## Given task:
The listing must be reproduced in full, exactly as it stands.

[Point annotation dataset records]
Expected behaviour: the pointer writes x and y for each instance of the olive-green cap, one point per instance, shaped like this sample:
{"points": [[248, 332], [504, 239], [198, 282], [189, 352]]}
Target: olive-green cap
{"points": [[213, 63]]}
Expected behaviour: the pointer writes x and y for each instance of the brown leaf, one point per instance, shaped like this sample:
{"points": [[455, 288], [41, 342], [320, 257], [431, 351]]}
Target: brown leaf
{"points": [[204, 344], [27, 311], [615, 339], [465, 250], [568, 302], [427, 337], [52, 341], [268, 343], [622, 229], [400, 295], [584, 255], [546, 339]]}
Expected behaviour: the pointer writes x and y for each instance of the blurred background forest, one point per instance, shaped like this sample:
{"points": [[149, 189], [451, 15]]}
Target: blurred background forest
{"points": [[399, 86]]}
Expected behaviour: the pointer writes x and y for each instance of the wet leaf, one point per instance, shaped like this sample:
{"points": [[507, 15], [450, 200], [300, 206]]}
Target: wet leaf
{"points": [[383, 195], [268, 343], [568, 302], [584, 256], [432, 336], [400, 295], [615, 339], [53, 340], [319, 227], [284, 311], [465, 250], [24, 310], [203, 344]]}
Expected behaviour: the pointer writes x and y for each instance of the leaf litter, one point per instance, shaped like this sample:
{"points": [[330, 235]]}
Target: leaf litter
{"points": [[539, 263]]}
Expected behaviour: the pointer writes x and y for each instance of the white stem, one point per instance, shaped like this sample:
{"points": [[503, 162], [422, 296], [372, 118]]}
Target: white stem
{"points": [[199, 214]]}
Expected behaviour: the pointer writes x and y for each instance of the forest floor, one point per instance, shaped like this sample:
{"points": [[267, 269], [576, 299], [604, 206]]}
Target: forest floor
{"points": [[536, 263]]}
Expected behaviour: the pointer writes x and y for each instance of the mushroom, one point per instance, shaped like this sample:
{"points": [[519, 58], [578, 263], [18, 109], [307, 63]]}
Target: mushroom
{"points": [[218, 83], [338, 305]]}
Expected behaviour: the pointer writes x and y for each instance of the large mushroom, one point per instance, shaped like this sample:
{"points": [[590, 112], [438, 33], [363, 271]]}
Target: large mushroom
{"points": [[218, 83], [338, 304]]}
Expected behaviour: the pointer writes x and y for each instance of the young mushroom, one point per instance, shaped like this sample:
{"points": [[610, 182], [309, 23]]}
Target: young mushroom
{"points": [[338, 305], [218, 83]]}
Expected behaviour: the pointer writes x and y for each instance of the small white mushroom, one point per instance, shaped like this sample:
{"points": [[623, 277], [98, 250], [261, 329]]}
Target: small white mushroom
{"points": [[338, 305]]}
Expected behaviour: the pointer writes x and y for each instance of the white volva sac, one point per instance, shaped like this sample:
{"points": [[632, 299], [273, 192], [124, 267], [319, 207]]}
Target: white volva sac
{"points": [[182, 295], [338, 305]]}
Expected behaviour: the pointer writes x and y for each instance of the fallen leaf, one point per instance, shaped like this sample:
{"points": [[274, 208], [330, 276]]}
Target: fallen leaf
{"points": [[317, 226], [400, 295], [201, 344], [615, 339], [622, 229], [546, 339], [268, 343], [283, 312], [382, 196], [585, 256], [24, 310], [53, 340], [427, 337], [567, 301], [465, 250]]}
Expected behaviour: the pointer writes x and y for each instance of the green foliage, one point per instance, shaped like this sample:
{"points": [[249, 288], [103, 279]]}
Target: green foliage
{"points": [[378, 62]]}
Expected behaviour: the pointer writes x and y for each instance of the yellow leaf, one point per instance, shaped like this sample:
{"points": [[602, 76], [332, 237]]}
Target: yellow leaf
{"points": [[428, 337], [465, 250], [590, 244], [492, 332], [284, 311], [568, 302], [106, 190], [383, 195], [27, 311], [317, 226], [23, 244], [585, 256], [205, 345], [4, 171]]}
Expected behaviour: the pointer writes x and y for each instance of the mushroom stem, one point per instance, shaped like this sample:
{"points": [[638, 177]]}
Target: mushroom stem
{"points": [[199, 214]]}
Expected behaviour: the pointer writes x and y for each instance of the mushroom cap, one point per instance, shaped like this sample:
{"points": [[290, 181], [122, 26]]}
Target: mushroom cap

## Exercise answer:
Expected behaviour: the pointer writes x and y for each instance of the olive-green cap, one point per instance, shaped like this sample:
{"points": [[248, 332], [504, 239], [198, 282], [189, 352]]}
Target: olive-green cap
{"points": [[213, 63]]}
Expected behaviour: the pointer writes x and y for each instance of the brown leaf, one point per instance, shaped like this sample:
{"points": [[455, 288], [41, 342], [320, 257], [431, 351]]}
Target: brown leaf
{"points": [[204, 344], [27, 311], [615, 339], [465, 250], [568, 302], [427, 337], [52, 341], [268, 343], [622, 229], [400, 295], [584, 255], [546, 339]]}
Expected behaviour: the pointer writes x and y for each instance of the blurred background forest, one point per instance, shaped like this sample:
{"points": [[149, 189], [451, 15]]}
Target: blurred background forest
{"points": [[399, 86]]}
Expected behaviour: the pointer writes x and y for each instance of the wet leaf, one point per instance, shaped like this sample:
{"points": [[507, 15], [450, 200], [300, 206]]}
Target: wet leaf
{"points": [[383, 195], [268, 343], [568, 302], [584, 256], [432, 336], [400, 295], [615, 339], [53, 340], [319, 227], [284, 311], [465, 250], [24, 310], [203, 344]]}
Expected behaviour: the pointer writes x and y for each instance of the leaf litter, one point per instance, shaped like this sample:
{"points": [[330, 235]]}
Target: leaf litter
{"points": [[539, 263]]}
Expected behaviour: the pointer writes x and y for each instance of the white stem, one point per instance, shaped like this sample:
{"points": [[503, 162], [422, 296], [372, 118]]}
Target: white stem
{"points": [[199, 214]]}
Expected behaviour: the pointer writes x and y for each instance of the forest floor, one point per instance, shaped like this sample:
{"points": [[267, 269], [576, 299], [604, 206]]}
Target: forest floor
{"points": [[536, 263]]}
Expected behaviour: the pointer writes x and y for each instance of the mushroom, one point per instance, shaped like this sample:
{"points": [[519, 58], [578, 263], [18, 109], [307, 63]]}
Target: mushroom
{"points": [[218, 83], [338, 305]]}
Expected behaviour: the pointer writes x and y for each instance of the large mushroom, one point per instance, shaped like this sample:
{"points": [[590, 112], [438, 33], [363, 271]]}
Target: large mushroom
{"points": [[218, 83], [338, 304]]}
Expected behaviour: the pointer writes x and y for each instance of the young mushroom, one point per instance, shaped like this sample:
{"points": [[610, 182], [309, 23]]}
Target: young mushroom
{"points": [[338, 305], [218, 83]]}
Expected behaviour: the pointer writes x and y for each instance of the small white mushroom, one point per instance, shaped like this sample:
{"points": [[623, 277], [98, 250], [261, 329]]}
Target: small white mushroom
{"points": [[338, 305]]}
Expected behaviour: the pointer writes x and y for each instance of the white volva sac, one point per instance, shaped like this sample:
{"points": [[632, 299], [273, 192], [124, 267], [319, 207]]}
Target: white volva sac
{"points": [[182, 295], [338, 305]]}
Expected behaviour: the pointer writes x and y for each instance of the fallen leaf, one point per instance, shaped like this sample:
{"points": [[274, 208], [330, 276]]}
Target: fallen leaf
{"points": [[317, 226], [400, 295], [201, 344], [615, 339], [622, 229], [546, 339], [268, 343], [283, 312], [382, 196], [585, 256], [24, 310], [53, 340], [427, 337], [567, 301], [465, 250]]}
Expected behaviour: the pointer writes x and y for each instance of the green foliage, one point per instance, shaped like this sample:
{"points": [[249, 288], [103, 279]]}
Target: green foliage
{"points": [[378, 62]]}
Expected behaviour: the pointer writes x and y for each instance of the yellow leaf, one point per instance, shaped like this sample:
{"points": [[602, 76], [332, 237]]}
Target: yellow leaf
{"points": [[428, 337], [465, 250], [590, 244], [492, 332], [284, 311], [568, 302], [106, 190], [383, 195], [27, 311], [317, 226], [23, 244], [585, 256], [205, 345], [4, 171]]}
Expected behaviour: the pointer writes x and y for each instance of the mushroom stem, one point per instance, shaped like this sample:
{"points": [[638, 177]]}
Target: mushroom stem
{"points": [[199, 214]]}
Expected behaviour: the pointer writes x and y for each instance of the mushroom cap, one point per instance, shaped like this sample:
{"points": [[290, 181], [122, 26]]}
Target: mushroom cap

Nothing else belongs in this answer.